───── Teks Bacaan

KPK Yakin Setya Novanto Perkaya Diri dari e-KTP
Pengacara pertanyakan soal nama-nama penerima fee yang hilang
JAKARTA, NusaBali
Komisi Pemberantasan Korupsi (KPK) yakin dengan bukti-bukti yang dimilikinya untuk mendakwa mantan Ketua DPR Setya Novanto memperkaya diri hingga 7,3 juta dollar AS dan mendapat jam tangan senilai miliaran rupiah terkait kasus korupsi proyek KTP elektronik.
"Terkait dengan dugaan SN diperkaya 7, 3 juta dollar AS dan sebuah jam tangan dengan harga lebih dari Rp 1,5 miliar jika dikurskan ke rupiah, KPK yakin dengan bukti-bukti yang sudah kami miliki," kata Juru Bicara KPK Febri Diansyah, lewat pesan tertulis, Rabu (20/12/2017) seperti dilansir kompas.

──────────
───── Baris Data

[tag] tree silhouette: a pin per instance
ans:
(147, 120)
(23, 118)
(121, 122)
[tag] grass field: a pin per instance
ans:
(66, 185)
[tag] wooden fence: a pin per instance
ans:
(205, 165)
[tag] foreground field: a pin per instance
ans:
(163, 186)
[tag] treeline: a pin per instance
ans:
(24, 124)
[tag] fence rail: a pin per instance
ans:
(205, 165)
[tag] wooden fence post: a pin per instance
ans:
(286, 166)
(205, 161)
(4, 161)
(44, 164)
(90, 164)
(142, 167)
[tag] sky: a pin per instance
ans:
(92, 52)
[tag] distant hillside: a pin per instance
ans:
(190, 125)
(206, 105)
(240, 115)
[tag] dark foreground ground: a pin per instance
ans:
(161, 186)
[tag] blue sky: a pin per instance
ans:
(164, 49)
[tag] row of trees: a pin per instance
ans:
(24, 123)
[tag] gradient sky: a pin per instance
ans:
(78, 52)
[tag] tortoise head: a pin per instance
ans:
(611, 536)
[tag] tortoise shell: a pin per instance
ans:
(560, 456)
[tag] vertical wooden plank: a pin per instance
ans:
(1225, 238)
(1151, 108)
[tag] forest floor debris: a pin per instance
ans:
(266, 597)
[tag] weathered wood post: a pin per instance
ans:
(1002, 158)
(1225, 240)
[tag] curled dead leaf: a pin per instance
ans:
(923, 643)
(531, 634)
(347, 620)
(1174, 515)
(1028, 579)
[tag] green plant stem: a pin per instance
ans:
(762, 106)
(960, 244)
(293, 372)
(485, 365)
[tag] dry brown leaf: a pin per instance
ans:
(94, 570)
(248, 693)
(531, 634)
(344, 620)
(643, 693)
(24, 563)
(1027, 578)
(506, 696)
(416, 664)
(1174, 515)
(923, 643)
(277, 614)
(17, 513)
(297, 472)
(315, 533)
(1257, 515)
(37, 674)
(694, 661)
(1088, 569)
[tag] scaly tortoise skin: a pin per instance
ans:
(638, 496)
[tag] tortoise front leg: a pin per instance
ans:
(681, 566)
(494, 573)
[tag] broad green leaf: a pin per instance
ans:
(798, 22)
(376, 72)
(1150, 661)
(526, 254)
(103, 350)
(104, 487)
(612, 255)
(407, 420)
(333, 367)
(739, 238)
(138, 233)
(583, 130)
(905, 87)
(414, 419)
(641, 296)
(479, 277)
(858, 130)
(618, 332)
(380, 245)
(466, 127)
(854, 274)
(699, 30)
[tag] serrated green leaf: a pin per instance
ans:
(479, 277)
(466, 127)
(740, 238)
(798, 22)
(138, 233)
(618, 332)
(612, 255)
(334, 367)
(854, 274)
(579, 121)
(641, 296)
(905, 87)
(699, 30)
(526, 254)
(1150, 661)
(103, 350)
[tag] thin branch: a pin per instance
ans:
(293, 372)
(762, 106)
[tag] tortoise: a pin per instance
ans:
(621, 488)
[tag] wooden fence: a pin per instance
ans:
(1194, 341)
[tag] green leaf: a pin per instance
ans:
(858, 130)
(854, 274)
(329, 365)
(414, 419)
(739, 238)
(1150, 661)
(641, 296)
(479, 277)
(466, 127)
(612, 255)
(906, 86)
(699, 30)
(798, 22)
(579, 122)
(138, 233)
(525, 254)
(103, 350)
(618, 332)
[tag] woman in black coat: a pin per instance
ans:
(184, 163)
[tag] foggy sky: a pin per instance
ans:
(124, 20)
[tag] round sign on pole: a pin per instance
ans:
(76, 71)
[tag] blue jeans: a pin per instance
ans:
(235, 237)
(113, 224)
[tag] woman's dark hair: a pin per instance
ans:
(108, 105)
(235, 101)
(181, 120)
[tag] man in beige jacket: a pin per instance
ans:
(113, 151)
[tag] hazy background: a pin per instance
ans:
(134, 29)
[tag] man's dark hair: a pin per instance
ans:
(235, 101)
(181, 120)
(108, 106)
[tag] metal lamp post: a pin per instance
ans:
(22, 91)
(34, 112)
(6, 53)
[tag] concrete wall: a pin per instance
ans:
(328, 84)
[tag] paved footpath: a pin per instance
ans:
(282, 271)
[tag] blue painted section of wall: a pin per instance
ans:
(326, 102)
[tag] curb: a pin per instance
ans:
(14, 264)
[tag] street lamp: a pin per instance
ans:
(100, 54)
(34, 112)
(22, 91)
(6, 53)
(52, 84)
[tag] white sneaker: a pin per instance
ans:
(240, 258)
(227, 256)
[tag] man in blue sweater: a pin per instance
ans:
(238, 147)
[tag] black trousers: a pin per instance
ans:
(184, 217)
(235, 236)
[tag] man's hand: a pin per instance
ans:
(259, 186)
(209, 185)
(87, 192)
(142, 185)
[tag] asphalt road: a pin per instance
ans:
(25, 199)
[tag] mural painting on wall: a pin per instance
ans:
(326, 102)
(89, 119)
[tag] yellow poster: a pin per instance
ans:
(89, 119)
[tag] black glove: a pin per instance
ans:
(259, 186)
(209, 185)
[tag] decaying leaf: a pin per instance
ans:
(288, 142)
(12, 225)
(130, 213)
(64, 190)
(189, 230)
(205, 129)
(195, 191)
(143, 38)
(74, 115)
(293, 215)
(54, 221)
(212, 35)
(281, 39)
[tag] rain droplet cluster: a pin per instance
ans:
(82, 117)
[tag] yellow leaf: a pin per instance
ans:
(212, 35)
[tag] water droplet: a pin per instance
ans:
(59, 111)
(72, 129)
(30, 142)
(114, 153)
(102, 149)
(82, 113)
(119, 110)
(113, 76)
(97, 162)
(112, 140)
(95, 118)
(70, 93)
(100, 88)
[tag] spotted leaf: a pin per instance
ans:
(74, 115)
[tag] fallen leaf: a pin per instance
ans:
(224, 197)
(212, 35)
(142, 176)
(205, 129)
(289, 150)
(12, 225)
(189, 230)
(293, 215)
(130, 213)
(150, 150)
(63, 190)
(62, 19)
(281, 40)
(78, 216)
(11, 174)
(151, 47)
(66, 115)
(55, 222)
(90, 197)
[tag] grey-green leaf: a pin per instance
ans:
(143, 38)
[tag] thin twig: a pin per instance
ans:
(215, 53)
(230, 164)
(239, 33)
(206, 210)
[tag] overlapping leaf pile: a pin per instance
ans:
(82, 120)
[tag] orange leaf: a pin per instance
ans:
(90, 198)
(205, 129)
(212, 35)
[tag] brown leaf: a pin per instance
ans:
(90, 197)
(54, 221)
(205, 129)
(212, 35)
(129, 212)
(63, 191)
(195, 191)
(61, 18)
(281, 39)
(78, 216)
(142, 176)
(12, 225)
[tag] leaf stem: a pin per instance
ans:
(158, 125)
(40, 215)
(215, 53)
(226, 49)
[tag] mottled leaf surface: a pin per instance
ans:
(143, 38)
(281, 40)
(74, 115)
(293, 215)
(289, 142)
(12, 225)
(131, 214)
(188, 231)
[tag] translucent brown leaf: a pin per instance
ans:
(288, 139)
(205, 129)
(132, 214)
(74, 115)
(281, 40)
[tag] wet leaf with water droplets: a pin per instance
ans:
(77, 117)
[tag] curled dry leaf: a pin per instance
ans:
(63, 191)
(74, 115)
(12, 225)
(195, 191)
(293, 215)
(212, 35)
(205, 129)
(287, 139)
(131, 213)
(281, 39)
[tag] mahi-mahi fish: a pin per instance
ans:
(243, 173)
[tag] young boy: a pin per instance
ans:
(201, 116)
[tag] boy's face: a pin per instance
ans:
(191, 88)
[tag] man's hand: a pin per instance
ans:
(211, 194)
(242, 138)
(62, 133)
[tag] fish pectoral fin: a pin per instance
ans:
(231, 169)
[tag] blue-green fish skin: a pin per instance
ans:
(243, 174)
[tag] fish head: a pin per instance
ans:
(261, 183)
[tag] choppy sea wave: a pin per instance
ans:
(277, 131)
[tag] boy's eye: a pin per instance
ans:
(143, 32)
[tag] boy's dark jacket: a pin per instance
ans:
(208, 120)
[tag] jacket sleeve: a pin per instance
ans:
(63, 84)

──────────

▶ **Tugas Wajib**
1. Ketik ulang sebagian berita tentang kasus e-KTP, mulai dari kata-kata yang memuat "KPK Yakin Setya" dan berhenti setelah "proyek KTP elektronik.".
2. Untuk tiap pernyataan tentang berita kasus e-KTP berikut, jawab ya atau tidak, lalu kutip kata-kata penentunya dari berita itu tanpa diubah. (a) KPK menduga Setya Novanto memperkaya diri hingga 7,3 juta dollar AS. (b) Febri Diansyah menyampaikan pernyataannya lewat konferensi pers. (c) Jam tangan yang disebut bernilai kurang dari Rp 1 miliar.
Materi ini tidak perlu dipakai.

▶ **Jawaban**
1.
KPK Yakin Setya Novanto Perkaya Diri dari e-KTP
Pengacara pertanyakan soal nama-nama penerima fee yang hilang
JAKARTA, NusaBali
Komisi Pemberantasan Korupsi (KPK) yakin dengan bukti-bukti yang dimilikinya untuk mendakwa mantan Ketua DPR Setya Novanto memperkaya diri hingga 7,3 juta dollar AS dan mendapat jam tangan senilai miliaran rupiah terkait kasus korupsi proyek KTP elektronik.

2.
(a) Ya: "memperkaya diri hingga 7,3 juta dollar AS"
(b) Tidak: "lewat pesan tertulis"
(c) Tidak: "jam tangan dengan harga lebih dari Rp 1,5 miliar"